<<<<
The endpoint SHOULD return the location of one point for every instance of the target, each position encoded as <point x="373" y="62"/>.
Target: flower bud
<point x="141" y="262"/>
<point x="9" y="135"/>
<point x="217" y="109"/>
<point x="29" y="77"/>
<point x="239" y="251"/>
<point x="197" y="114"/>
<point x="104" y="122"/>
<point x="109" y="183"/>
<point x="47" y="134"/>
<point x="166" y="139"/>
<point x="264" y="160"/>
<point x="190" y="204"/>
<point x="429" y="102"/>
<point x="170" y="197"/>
>>>>
Copy out the listing above again, swapping "flower bud" for "blossom" and leaving everything else unchanged.

_SOLVED PROBLEM_.
The endpoint SHOULD return the location of one point for every instance of the target, each position encoded as <point x="373" y="62"/>.
Target: blossom
<point x="141" y="262"/>
<point x="9" y="135"/>
<point x="217" y="109"/>
<point x="29" y="77"/>
<point x="239" y="251"/>
<point x="197" y="114"/>
<point x="104" y="122"/>
<point x="109" y="183"/>
<point x="47" y="134"/>
<point x="166" y="139"/>
<point x="264" y="160"/>
<point x="190" y="204"/>
<point x="429" y="102"/>
<point x="170" y="197"/>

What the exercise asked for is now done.